THE REQUEST
Copy the lines word for word, starting at the line that has "Practice. Spot the paper" and ending with the final line.

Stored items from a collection
........

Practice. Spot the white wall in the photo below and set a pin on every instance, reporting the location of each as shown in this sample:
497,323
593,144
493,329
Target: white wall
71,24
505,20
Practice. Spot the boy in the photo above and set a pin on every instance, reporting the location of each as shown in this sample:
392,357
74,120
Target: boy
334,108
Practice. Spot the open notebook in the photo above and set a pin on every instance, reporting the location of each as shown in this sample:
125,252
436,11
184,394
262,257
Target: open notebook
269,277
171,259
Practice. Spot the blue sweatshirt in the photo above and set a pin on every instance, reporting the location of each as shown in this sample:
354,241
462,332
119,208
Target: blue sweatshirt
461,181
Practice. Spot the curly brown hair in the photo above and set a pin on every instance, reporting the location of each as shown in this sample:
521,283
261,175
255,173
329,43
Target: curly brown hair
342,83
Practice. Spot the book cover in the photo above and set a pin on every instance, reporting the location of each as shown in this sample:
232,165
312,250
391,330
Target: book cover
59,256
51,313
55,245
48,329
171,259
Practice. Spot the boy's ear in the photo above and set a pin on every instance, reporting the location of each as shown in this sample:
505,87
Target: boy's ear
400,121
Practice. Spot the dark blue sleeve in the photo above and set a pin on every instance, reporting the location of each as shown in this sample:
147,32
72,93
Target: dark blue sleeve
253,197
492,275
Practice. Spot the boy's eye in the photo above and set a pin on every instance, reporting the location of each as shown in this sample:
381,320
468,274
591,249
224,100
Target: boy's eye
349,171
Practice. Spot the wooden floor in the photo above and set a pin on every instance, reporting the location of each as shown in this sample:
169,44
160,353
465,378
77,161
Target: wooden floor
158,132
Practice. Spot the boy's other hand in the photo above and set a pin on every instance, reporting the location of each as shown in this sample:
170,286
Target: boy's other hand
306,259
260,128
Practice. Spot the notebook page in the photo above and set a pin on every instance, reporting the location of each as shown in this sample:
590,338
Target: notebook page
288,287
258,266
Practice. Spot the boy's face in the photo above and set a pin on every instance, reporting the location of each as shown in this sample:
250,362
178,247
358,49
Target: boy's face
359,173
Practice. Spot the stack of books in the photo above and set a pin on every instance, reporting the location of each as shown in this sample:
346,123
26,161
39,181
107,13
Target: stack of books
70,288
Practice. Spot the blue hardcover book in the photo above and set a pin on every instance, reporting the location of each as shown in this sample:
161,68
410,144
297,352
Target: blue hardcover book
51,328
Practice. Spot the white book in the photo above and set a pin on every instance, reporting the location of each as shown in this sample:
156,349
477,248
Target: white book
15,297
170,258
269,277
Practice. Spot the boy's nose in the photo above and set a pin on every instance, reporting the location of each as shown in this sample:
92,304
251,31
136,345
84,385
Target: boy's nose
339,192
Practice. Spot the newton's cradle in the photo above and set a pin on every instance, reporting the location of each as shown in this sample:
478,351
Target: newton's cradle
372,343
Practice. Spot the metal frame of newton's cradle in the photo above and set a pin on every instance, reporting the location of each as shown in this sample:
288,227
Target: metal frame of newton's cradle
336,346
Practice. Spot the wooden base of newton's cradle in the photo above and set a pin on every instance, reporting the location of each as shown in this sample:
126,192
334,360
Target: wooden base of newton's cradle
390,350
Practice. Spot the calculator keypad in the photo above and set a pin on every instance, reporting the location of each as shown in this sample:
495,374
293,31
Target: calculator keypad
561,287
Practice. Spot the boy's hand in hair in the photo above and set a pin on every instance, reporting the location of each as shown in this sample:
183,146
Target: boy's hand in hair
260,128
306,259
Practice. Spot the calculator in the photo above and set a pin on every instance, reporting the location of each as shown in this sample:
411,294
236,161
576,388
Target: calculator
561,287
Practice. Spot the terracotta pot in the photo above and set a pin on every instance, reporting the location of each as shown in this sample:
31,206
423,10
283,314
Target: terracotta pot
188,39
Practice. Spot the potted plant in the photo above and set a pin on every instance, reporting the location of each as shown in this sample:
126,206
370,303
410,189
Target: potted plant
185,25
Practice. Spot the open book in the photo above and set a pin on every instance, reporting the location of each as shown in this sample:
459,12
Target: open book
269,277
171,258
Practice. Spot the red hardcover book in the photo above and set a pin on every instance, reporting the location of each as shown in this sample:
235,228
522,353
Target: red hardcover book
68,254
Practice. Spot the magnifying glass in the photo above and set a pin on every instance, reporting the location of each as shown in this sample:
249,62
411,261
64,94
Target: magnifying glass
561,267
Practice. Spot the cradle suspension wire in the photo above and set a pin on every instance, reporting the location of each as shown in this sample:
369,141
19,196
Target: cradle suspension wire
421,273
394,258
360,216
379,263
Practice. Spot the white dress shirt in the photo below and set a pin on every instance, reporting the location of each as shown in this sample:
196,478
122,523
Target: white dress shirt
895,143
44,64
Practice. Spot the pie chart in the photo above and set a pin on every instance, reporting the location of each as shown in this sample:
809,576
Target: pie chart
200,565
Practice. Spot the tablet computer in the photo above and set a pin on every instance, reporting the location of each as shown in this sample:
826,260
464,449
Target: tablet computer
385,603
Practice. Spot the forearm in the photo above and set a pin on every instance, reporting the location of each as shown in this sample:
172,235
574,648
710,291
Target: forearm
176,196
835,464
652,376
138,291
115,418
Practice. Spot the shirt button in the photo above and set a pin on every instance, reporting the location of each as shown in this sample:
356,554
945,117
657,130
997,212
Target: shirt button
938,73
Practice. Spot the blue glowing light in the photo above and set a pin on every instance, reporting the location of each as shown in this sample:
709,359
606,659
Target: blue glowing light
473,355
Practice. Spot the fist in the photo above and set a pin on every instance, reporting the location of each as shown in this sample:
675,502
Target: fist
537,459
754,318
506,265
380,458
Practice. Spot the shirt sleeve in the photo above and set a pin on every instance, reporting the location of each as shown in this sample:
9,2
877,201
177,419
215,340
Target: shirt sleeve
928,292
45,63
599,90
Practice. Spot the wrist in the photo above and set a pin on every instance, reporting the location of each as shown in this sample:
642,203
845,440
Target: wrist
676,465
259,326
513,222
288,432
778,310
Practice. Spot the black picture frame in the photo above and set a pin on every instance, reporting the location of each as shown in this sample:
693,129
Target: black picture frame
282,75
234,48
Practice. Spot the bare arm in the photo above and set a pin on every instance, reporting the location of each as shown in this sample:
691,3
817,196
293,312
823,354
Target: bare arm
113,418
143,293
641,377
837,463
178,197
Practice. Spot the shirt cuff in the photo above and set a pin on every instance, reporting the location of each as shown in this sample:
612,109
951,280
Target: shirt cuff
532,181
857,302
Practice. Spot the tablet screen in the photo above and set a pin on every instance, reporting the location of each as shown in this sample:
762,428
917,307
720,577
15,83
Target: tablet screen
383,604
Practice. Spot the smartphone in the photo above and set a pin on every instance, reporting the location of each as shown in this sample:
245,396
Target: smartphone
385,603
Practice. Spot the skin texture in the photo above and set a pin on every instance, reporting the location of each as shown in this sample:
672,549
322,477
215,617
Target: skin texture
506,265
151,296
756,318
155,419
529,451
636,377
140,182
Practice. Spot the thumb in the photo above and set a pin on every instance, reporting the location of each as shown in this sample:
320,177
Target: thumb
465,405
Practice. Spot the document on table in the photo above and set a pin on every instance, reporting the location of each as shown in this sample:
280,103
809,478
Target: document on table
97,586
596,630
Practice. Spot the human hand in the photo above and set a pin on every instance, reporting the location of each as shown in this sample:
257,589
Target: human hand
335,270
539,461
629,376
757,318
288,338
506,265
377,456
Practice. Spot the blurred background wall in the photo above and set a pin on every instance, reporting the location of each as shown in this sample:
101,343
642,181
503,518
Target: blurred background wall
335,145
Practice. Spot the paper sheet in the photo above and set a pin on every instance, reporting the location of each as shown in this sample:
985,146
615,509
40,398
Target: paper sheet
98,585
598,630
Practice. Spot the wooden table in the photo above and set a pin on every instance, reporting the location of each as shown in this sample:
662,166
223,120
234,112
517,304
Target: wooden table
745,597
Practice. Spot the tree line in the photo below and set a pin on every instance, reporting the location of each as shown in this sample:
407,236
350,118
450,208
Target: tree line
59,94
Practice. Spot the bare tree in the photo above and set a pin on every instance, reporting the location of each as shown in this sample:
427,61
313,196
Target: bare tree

........

PROBLEM SOLUTION
Practice. Spot the paper sheet in the photo above and set a pin on every instance, reporting the location of each as shown in this sample:
985,146
615,509
40,398
Target: paper sheet
98,585
598,630
Practice. Spot the wooden table in the photo above and set a pin on every instance, reporting the location of each as shown in this sample:
662,166
223,120
234,112
517,304
Target: wooden table
745,597
Practice. Spot the tree line in the photo below and set a pin on every instance, reporting the location of each as shown in this sample:
407,236
350,118
450,208
Target: tree line
59,94
Practice. Spot the bare tree in the photo above and set a pin on every instance, reporting the location of each as shown in this sample:
427,61
313,196
Target: bare tree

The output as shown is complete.